> Task to carry out: Copy out, word for word, everything from the start of the records down to and including the line that contains "[[511, 416]]", and leave the pictures out of your answer.

> Data for processing:

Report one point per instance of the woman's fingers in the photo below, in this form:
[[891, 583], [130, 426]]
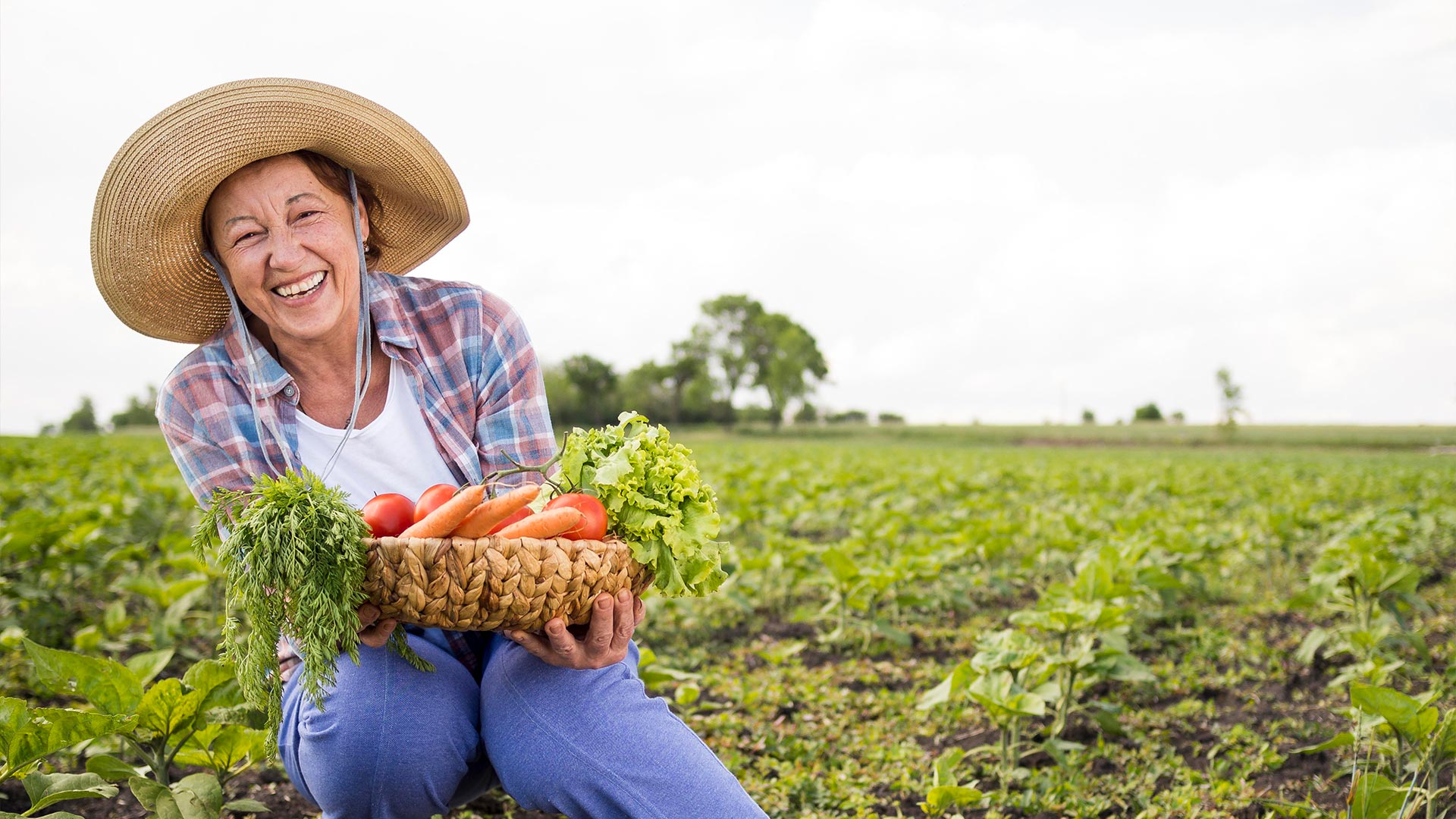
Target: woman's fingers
[[604, 643], [623, 626], [375, 632], [378, 635], [536, 646]]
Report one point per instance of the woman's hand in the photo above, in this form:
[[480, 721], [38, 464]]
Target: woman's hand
[[375, 632], [606, 640]]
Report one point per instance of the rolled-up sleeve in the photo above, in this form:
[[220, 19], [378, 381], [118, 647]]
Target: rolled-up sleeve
[[511, 416]]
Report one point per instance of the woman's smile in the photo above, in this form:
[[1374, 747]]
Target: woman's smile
[[299, 292]]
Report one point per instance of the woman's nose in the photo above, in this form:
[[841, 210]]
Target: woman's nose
[[287, 251]]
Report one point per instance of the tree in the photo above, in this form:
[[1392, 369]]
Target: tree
[[730, 331], [139, 413], [807, 414], [1147, 413], [596, 385], [645, 390], [1231, 400], [786, 362], [83, 420]]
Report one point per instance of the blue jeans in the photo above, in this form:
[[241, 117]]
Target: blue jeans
[[398, 744]]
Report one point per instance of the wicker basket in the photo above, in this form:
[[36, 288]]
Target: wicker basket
[[495, 583]]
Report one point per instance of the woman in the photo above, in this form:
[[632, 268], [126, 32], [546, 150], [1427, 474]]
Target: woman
[[235, 219]]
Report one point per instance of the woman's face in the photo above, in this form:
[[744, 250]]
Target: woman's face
[[287, 242]]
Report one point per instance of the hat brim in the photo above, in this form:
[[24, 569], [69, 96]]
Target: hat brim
[[147, 223]]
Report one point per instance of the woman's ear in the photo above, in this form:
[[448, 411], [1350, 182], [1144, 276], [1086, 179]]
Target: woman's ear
[[363, 221]]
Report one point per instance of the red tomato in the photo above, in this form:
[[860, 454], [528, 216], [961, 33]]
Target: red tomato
[[389, 515], [593, 516], [431, 500], [513, 518]]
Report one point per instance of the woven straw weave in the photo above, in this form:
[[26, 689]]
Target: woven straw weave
[[147, 222], [495, 583]]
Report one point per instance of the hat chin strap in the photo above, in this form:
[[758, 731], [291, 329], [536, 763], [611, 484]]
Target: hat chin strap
[[363, 349]]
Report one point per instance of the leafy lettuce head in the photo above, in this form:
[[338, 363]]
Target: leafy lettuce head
[[655, 500]]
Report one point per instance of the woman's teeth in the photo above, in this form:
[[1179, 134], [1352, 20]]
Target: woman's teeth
[[300, 287]]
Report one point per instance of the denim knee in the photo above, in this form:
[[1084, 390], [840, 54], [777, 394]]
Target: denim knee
[[593, 744], [391, 741]]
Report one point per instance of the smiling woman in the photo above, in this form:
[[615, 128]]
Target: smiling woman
[[237, 219]]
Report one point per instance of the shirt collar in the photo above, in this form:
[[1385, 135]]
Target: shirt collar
[[389, 325]]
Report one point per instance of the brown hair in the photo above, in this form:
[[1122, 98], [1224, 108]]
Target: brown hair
[[335, 178]]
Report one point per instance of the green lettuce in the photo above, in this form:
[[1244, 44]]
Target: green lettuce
[[655, 500]]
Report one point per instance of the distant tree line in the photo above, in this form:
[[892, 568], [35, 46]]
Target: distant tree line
[[1231, 403], [139, 413], [736, 347]]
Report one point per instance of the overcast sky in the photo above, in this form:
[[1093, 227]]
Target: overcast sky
[[1003, 210]]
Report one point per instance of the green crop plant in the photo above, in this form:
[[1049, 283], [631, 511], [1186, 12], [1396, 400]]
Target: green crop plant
[[196, 720], [1402, 748], [1008, 678], [1090, 646], [1369, 586], [946, 789]]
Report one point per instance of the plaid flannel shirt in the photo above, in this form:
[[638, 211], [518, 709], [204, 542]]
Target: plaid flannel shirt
[[469, 362]]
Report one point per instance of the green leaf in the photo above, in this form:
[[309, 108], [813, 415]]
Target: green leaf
[[245, 806], [1375, 798], [943, 798], [237, 744], [47, 730], [49, 789], [105, 684], [1404, 713], [147, 665], [840, 566], [1005, 698], [952, 684], [111, 768], [147, 792], [946, 765], [166, 707], [199, 796], [1341, 739]]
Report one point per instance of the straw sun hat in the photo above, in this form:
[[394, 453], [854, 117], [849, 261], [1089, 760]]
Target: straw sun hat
[[147, 224]]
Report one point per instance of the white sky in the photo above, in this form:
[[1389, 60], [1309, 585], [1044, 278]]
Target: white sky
[[1002, 210]]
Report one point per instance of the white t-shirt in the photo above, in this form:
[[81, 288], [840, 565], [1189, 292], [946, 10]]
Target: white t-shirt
[[394, 453]]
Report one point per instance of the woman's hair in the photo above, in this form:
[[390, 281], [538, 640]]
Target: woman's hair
[[337, 180]]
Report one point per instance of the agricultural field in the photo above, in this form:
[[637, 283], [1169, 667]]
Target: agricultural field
[[916, 623]]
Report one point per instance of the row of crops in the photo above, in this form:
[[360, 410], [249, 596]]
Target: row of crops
[[910, 629]]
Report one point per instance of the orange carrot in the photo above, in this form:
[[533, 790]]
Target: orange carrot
[[544, 523], [491, 512], [440, 522]]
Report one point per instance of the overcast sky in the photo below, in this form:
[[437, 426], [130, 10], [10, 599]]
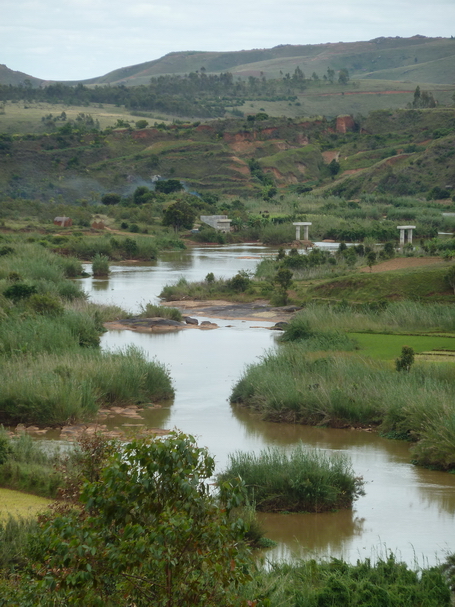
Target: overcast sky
[[78, 39]]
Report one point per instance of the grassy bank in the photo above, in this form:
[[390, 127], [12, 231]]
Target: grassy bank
[[239, 288], [53, 371], [417, 284], [342, 391], [59, 389], [301, 481]]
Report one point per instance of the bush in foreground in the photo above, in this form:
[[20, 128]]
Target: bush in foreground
[[302, 481], [149, 531]]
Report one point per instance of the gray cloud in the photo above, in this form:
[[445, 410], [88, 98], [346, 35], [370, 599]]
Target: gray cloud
[[79, 39]]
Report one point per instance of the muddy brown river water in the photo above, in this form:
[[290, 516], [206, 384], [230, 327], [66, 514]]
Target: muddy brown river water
[[406, 509]]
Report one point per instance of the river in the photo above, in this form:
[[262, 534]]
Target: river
[[406, 509]]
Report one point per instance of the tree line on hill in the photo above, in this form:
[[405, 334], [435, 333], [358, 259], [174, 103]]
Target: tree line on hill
[[194, 94]]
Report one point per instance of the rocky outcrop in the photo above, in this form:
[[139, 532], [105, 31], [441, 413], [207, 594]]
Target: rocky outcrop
[[345, 124]]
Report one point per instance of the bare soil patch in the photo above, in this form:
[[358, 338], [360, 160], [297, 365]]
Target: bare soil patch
[[402, 263], [258, 310]]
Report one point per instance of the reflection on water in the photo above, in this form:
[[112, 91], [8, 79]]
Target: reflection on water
[[311, 535], [406, 509]]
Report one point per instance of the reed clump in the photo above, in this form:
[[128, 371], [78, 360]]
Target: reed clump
[[303, 480], [53, 389], [299, 330], [381, 317], [339, 391], [100, 265], [30, 466]]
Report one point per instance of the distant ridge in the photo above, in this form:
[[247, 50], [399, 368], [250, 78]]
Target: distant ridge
[[416, 59]]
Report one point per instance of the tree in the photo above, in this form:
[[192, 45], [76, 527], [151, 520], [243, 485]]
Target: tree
[[149, 531], [283, 280], [334, 167], [406, 359], [450, 278], [168, 186], [142, 194], [179, 215]]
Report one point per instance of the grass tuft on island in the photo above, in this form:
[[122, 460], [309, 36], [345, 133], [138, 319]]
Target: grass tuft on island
[[344, 391], [303, 480]]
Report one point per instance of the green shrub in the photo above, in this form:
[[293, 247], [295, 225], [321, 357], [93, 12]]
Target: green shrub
[[59, 389], [45, 304], [18, 291], [100, 265]]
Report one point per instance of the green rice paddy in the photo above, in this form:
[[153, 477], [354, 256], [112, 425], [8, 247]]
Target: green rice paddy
[[388, 347]]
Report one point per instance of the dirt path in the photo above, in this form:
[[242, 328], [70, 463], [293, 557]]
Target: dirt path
[[227, 310], [403, 263]]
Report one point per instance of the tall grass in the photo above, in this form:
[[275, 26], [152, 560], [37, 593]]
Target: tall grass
[[335, 583], [113, 247], [100, 265], [343, 391], [14, 537], [30, 465], [397, 316], [59, 389], [217, 288], [303, 480], [299, 330], [31, 334]]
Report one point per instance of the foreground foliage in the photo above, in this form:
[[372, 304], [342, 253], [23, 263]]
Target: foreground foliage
[[303, 480], [58, 389], [335, 583]]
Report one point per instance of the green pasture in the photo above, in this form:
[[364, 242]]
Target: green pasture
[[16, 503], [388, 347]]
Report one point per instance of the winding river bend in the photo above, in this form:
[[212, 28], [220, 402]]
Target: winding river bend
[[406, 509]]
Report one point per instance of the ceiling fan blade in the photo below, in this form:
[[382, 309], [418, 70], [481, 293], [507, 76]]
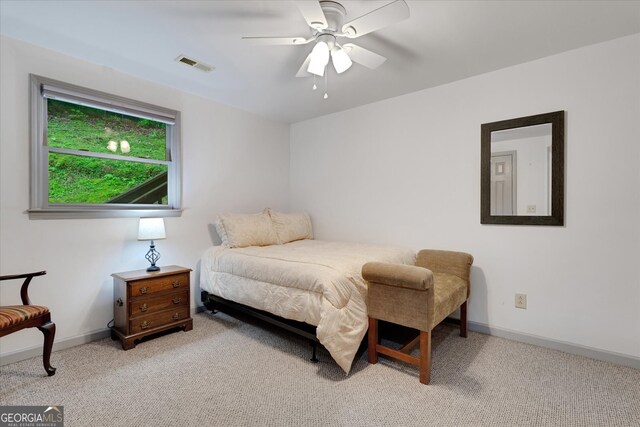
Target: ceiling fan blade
[[363, 56], [313, 14], [302, 72], [376, 19], [277, 40]]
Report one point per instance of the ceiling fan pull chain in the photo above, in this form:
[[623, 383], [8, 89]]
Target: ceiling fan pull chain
[[326, 83]]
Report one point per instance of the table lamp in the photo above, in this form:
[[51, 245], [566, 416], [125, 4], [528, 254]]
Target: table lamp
[[151, 229]]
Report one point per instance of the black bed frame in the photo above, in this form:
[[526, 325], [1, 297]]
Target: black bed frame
[[214, 302]]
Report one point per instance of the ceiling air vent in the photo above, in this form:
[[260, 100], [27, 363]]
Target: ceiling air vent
[[194, 63]]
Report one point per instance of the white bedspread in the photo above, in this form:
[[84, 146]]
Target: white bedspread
[[312, 281]]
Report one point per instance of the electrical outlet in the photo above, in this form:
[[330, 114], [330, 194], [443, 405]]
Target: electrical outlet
[[521, 301]]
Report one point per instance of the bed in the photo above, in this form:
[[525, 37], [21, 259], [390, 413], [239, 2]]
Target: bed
[[312, 281]]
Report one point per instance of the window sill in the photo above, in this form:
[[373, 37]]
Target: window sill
[[102, 213]]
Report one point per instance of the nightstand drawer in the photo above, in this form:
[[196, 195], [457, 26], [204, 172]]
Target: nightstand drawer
[[143, 323], [158, 284], [141, 307]]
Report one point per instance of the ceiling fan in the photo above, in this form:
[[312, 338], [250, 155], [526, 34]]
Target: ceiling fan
[[326, 19]]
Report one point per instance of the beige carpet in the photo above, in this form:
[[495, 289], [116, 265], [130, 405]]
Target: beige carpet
[[228, 372]]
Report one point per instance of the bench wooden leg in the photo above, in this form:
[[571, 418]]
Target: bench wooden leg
[[425, 357], [49, 331], [372, 353], [463, 319]]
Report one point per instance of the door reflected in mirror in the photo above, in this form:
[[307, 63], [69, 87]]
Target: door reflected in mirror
[[522, 163], [521, 171]]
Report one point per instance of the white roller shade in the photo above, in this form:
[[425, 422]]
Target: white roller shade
[[69, 95]]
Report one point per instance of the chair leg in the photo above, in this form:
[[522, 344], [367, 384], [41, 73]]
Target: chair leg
[[49, 331], [373, 341], [463, 319], [425, 357]]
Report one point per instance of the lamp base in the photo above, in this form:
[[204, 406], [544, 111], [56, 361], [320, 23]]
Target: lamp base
[[152, 256]]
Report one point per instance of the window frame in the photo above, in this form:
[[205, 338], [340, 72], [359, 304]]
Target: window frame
[[42, 88]]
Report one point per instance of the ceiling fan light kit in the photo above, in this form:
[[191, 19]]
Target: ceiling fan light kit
[[326, 20]]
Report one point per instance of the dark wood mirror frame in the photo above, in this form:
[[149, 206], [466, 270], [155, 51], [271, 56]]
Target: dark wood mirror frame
[[556, 119]]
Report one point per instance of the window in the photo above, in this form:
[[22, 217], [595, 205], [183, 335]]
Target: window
[[98, 155]]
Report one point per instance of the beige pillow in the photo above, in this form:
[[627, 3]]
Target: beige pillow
[[291, 226], [241, 230]]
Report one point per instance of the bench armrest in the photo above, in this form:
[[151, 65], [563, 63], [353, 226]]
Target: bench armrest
[[400, 275], [448, 262]]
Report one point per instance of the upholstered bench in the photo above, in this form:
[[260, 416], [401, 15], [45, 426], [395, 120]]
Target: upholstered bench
[[418, 297]]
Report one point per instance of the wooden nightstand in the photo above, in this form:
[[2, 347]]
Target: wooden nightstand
[[145, 303]]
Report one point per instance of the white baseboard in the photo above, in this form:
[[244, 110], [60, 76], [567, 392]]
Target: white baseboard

> Correct result:
Report one point per instance of the woman's fingers in the photo below, in this form:
[[891, 583], [130, 426]]
Target: woman's fingers
[[604, 643], [623, 626], [375, 632], [378, 635], [536, 646]]
Report one point per instance of the woman's hand in the photo above, in this form:
[[480, 721], [38, 464]]
Target: woman's hand
[[375, 632], [606, 640]]
Report one point per instance of the rolled-up sleeve in the photo above, in this form:
[[220, 19], [378, 381], [118, 647]]
Target: rolled-up sleeve
[[511, 416]]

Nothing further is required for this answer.